**Data for this exercise**.
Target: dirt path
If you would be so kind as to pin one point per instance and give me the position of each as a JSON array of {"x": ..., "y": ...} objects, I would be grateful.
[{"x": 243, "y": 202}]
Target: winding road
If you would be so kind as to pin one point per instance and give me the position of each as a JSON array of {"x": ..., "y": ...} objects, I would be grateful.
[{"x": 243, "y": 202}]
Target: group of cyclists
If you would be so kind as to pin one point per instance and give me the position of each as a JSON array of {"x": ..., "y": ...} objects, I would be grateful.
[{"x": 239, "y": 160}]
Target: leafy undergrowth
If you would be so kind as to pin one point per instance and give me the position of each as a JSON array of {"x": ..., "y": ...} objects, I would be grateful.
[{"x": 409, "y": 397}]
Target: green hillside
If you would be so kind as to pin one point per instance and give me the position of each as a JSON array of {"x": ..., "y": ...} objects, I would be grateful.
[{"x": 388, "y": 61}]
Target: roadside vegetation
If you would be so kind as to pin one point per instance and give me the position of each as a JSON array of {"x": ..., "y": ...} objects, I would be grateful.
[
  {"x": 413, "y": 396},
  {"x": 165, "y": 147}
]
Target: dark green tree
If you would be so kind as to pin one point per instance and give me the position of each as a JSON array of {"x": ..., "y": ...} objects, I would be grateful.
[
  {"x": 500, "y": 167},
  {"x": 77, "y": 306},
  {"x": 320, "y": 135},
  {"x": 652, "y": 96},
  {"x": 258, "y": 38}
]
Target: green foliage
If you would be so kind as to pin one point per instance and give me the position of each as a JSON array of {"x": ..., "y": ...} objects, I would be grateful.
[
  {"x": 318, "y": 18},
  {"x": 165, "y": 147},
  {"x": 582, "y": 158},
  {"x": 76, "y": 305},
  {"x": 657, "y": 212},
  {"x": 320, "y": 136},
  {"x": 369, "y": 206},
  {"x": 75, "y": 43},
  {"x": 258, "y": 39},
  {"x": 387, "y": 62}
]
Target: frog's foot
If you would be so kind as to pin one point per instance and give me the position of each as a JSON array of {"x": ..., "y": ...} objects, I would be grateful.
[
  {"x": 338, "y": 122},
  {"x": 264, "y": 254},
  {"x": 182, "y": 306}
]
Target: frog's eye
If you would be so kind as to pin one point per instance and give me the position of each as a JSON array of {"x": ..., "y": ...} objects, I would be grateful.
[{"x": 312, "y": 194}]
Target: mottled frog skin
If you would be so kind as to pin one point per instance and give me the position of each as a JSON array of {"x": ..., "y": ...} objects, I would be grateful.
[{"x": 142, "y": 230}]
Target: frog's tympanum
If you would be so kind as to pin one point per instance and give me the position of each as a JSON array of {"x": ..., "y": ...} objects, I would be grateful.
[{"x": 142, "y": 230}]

**Exercise description**. Repeat the records above exactly as they appear.

**Solution**.
Target: dirt path
If you would be so kind as to pin one point per instance and give me the position of each as a JSON array of {"x": ..., "y": ...} objects, I would be grateful.
[{"x": 243, "y": 202}]
Target: winding road
If you would be so kind as to pin one point per instance and give me the position of each as a JSON array of {"x": ..., "y": ...} objects, I would be grateful.
[{"x": 243, "y": 202}]
Target: group of cyclists
If you would be so kind as to pin one point per instance and give me the position of each as a JSON array of {"x": ..., "y": ...} objects, I would be grateful.
[{"x": 239, "y": 160}]
Target: leafy undergrowth
If you would be so kind as to pin one point per instance and give me the position of each as a JSON array of {"x": ..., "y": ...} objects, I would be grateful.
[{"x": 409, "y": 397}]
Target: green hillside
If you would be so kind as to pin one point per instance and give me the position of each as a JSON array of {"x": ..., "y": ...} objects, I would be grateful.
[{"x": 388, "y": 61}]
Target: roadside vegetation
If you would be so kind as to pin one point per instance and give me the position of each as a JSON array of {"x": ..., "y": ...} objects, I would be grateful.
[
  {"x": 413, "y": 396},
  {"x": 165, "y": 147}
]
Target: dark green tree
If you would be so kind as to pin one point per instance and give me the position of each as a JSON array of {"x": ..., "y": ...} objects, I would be grateful.
[
  {"x": 500, "y": 167},
  {"x": 77, "y": 306},
  {"x": 320, "y": 135},
  {"x": 652, "y": 96},
  {"x": 258, "y": 38}
]
Target: green foliage
If you would be so kind as to pin one point per instance and give me the position of each as a JSON array of {"x": ..., "y": ...} objects, I would be grateful.
[
  {"x": 318, "y": 18},
  {"x": 165, "y": 147},
  {"x": 582, "y": 158},
  {"x": 76, "y": 305},
  {"x": 657, "y": 212},
  {"x": 320, "y": 136},
  {"x": 369, "y": 206},
  {"x": 75, "y": 43},
  {"x": 258, "y": 39},
  {"x": 387, "y": 62}
]
Target: frog's foot
If you would be so kind as to pin one point per instance and give me the position of each as a JSON array of {"x": ..., "y": ...} objects, I would be grateful.
[
  {"x": 338, "y": 122},
  {"x": 264, "y": 254},
  {"x": 182, "y": 306}
]
Target: frog's eye
If you would be so kind as to pin one point per instance and give me the position of each as a JSON array of {"x": ..., "y": ...} objects, I would be grateful.
[{"x": 312, "y": 194}]
Target: mottled frog skin
If you would be so kind as to pin one point per instance and give me the position of each as a JSON array of {"x": ..., "y": ...} objects, I would be grateful.
[{"x": 142, "y": 230}]
Target: frog's tympanum
If you would be so kind as to pin one point per instance and give me the position of each as a JSON array of {"x": ..., "y": ...} objects, I would be grateful.
[{"x": 142, "y": 230}]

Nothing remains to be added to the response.